▶ **Work to complete**
Nothing but the lines from the one containing "Each instance of the man's thumb" to the end of the data should be returned, each exactly as written.

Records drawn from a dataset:
:::::

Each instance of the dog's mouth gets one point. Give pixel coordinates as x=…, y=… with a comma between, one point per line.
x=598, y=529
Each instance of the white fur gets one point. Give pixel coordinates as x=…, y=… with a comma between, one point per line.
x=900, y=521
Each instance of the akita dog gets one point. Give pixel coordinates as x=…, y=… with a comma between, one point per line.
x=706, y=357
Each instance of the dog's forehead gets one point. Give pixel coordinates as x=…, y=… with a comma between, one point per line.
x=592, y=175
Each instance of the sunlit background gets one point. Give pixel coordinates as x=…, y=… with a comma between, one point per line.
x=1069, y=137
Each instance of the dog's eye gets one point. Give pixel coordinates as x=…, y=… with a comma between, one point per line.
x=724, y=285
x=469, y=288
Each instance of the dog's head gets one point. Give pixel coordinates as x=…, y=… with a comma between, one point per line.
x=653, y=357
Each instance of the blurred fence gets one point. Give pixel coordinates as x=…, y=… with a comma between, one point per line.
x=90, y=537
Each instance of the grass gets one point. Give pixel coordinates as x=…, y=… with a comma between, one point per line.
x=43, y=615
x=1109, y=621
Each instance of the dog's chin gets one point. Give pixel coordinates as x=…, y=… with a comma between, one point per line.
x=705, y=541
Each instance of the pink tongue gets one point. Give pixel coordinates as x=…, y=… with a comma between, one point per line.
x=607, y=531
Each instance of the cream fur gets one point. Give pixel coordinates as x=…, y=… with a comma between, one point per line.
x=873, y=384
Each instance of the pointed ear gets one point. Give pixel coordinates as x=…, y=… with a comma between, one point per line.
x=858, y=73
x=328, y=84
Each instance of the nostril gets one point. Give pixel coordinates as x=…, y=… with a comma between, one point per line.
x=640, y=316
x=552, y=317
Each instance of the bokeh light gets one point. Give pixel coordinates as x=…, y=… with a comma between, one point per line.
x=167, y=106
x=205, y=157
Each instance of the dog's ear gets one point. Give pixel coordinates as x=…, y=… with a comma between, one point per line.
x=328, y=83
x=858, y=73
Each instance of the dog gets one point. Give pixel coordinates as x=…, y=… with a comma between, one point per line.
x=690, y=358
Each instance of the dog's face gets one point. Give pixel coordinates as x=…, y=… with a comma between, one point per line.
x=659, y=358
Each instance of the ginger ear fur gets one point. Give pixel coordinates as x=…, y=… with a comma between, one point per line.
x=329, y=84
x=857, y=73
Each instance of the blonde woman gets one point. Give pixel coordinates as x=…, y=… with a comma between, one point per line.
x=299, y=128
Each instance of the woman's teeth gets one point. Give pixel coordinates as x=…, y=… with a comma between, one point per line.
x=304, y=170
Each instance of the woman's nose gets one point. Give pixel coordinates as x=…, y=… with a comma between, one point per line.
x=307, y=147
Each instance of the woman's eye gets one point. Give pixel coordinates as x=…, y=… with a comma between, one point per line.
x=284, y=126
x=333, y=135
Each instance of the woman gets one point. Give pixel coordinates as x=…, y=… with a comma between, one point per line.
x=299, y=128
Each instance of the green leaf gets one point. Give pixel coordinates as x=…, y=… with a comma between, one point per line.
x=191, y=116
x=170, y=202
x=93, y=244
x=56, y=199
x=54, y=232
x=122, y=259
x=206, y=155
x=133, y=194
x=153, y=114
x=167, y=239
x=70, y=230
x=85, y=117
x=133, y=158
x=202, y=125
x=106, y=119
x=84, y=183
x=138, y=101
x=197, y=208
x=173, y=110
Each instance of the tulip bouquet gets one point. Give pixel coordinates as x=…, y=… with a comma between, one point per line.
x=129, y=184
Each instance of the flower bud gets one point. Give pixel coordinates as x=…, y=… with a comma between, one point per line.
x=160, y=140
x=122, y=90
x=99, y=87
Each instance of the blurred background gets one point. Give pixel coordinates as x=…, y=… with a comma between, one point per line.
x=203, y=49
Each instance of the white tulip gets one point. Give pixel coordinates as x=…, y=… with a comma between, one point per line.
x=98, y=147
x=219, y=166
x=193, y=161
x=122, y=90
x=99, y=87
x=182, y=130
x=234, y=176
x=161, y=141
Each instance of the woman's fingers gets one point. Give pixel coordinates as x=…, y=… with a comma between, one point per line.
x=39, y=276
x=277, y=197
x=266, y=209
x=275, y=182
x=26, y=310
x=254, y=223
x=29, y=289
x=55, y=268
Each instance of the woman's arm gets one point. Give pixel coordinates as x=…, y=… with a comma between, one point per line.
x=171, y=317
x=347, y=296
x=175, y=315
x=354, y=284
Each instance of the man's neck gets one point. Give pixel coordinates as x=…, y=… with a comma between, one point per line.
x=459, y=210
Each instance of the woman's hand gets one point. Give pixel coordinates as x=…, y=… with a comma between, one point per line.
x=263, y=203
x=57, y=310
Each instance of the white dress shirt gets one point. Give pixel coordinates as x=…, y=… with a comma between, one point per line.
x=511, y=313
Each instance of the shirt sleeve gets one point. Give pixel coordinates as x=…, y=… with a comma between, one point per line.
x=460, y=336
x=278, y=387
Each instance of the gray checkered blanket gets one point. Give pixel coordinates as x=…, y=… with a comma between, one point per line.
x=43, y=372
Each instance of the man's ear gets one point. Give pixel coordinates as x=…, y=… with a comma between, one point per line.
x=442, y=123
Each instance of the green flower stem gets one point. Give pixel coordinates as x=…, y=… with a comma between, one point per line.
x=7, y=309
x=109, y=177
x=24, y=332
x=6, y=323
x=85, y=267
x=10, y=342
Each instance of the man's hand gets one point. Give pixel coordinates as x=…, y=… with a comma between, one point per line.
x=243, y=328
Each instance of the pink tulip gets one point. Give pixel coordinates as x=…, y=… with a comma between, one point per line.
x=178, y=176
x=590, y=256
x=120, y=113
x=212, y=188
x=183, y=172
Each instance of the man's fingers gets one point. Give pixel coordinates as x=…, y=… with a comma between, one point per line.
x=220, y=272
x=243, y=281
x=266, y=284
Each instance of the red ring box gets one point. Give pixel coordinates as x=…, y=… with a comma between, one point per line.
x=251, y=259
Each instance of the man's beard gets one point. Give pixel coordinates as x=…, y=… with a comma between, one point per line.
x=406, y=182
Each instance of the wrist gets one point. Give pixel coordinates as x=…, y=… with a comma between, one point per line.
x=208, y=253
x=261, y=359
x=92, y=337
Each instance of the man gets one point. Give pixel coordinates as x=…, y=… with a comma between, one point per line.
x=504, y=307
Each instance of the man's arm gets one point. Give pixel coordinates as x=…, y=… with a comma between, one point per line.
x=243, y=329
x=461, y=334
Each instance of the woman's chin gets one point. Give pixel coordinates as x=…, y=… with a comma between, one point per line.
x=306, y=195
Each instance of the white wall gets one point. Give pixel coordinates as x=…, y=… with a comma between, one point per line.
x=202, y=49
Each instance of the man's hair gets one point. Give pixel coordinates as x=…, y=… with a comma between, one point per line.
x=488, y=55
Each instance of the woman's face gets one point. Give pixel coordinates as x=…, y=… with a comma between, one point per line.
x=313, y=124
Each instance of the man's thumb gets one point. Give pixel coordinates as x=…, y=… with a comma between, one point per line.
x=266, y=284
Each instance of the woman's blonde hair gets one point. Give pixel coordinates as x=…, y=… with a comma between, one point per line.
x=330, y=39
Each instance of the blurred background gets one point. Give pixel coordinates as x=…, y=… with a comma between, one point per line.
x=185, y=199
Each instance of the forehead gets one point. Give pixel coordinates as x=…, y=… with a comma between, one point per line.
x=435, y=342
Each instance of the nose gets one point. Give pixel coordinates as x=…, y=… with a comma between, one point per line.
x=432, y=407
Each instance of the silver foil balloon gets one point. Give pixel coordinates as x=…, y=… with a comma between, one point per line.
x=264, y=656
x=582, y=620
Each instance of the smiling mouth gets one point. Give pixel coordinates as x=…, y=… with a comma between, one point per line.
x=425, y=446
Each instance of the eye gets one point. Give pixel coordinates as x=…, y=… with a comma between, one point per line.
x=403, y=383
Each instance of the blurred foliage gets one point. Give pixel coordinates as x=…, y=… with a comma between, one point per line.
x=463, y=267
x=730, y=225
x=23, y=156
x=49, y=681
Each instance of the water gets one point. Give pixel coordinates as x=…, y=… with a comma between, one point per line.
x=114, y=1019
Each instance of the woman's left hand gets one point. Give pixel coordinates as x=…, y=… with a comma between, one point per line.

:::::

▶ **Exercise solution**
Each instance of the man's thumb gets one point. Give pixel coordinates as x=…, y=… with a comma between, one point per line.
x=266, y=284
Each instance of the woman's blonde hair gets one point. Give pixel coordinates as x=…, y=… with a comma between, one point per line.
x=330, y=39
Each instance of the blurred background gets one point. Give pixel coordinates as x=…, y=… with a comma between, one point per line.
x=185, y=199
Each instance of the forehead gets one point. Give pixel coordinates as x=…, y=… with a comma between, one point per line.
x=435, y=342
Each instance of the nose gets one point. Give pixel coordinates as x=…, y=… with a comma between, one point per line.
x=432, y=407
Each instance of the silver foil balloon gets one point. Give pixel coordinates as x=…, y=… with a comma between, one point per line.
x=264, y=656
x=582, y=620
Each instance of the smiling mouth gets one point. Give pixel coordinates as x=…, y=… with a comma between, one point per line.
x=425, y=446
Each instance of the eye gets one point. Give pixel coordinates as x=…, y=… with a comma between, one point per line.
x=403, y=383
Each instance of the blurred foliage gets one point. Give pixel coordinates as x=…, y=… with a comma between, one point per line.
x=463, y=267
x=730, y=225
x=23, y=156
x=49, y=681
Each instance of the water gets one point. Give pixel coordinates as x=…, y=… with a comma between, one point per line.
x=114, y=1019
Each instance of the woman's left hand gets one point. Give pixel coordinates as x=…, y=… with a comma between, one point per line.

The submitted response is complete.